Copy every line of the listing below word for word, leaving out the pictures.

(Stored records)
-*-

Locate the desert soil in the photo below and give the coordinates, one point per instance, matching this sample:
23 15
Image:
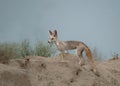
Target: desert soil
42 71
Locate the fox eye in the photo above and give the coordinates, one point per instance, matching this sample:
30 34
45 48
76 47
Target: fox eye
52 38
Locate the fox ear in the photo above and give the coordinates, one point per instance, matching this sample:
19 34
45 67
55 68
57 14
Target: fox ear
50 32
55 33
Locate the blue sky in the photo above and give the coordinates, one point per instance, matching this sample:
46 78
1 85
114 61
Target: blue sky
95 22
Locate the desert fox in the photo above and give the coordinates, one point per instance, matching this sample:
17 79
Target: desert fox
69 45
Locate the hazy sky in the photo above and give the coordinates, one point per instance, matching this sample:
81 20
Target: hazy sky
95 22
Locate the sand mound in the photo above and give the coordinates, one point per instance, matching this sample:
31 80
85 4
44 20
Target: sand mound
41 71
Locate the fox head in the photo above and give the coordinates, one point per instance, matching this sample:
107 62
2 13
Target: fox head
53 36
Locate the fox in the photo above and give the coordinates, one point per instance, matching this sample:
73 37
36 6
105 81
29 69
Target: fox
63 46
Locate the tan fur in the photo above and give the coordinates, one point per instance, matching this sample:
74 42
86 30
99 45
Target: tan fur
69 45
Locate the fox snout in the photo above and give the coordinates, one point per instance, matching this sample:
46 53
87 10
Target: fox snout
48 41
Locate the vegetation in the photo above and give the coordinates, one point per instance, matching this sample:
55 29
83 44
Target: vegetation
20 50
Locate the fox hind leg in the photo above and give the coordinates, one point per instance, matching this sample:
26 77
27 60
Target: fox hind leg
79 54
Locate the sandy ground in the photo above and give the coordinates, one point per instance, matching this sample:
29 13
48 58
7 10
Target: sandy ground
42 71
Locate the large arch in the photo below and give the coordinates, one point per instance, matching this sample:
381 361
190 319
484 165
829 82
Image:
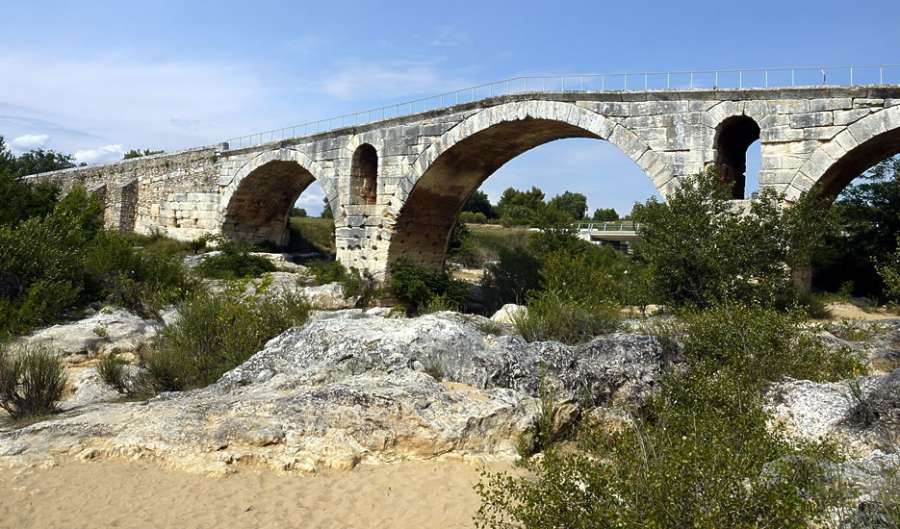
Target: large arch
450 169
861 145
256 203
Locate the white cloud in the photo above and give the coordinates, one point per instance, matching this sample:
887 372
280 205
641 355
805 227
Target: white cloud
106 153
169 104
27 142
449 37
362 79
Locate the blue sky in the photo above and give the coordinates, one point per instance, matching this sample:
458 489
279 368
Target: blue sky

-*-

*Solution to the problem*:
Locate the desert soil in the photo below and give the coordinates, one point per instance, matching this sample:
23 15
Image:
Target: desert soil
42 71
Locate the fox eye in the photo above and give the coordinates, one point per instance, matching this sample:
30 34
45 48
76 47
Target: fox eye
52 38
Locate the fox ear in the photo above and give the coordinates, one point per instance, matching this sample:
19 34
45 67
55 68
57 14
Target: fox ear
50 32
55 33
Locate the blue sky in the photo above and give the coordinates, one point per instance, matching this sample:
46 78
1 85
114 61
Target: blue sky
95 22
Locate the desert fox in the photo above and give the coordinates, one point per instance, matching this sample:
17 79
Target: desert fox
69 45
Locate the hazy sky in the photo above and give the coordinates, one point per instance, matching this sample:
81 20
Target: hazy sky
95 22
Locate the sand mound in the photo above and give the coordinates, one point per instance, matching this sample:
31 80
85 4
44 20
Target: sand mound
41 71
Locate the fox head in the photo above and give the coordinates, one point per instance, matching this sample:
107 62
2 13
Target: fox head
53 36
Locate the fox in the photo above and give the coordinates, one point per instance, matching this sample:
73 37
36 6
105 81
29 69
Target: fox
63 46
Locate the tan fur in the photo above and give the coordinates, one point per instance, matching this sample:
74 42
86 30
99 45
Target: tan fur
69 45
Locate the fox snout in the photo above and give the coordinates, one point per instance, matching this sample:
46 53
87 10
Target: fox snout
48 41
Locate the vegetation in the photo above and give the coordinates, one point per instance, matching this sample:
55 29
83 44
Target: vegetation
20 50
Locate the fox hind leg in the photo above and give the coordinates, one point per instance, matching this sample:
26 77
27 60
Target: fox hind leg
79 54
Locate the sandy ground in the photo above and give the coordinates, one point per instance, matching this sample:
29 13
48 58
7 10
Target: sandy ground
42 71
Locate the large arch in the photo below and give the coordinates, one point per instance, matching this sample:
381 361
190 319
484 165
829 82
Image:
Target: large arch
450 169
861 145
256 203
Locate the white cloud in the photo above and give the coordinates, one point per instance, matching this sample:
887 372
280 205
641 355
805 227
Target: white cloud
106 153
169 104
27 142
449 37
362 79
Locate the blue sky in the photo above and give the coordinates, one point per instance, matching this sample:
458 489
279 368
Target: blue sky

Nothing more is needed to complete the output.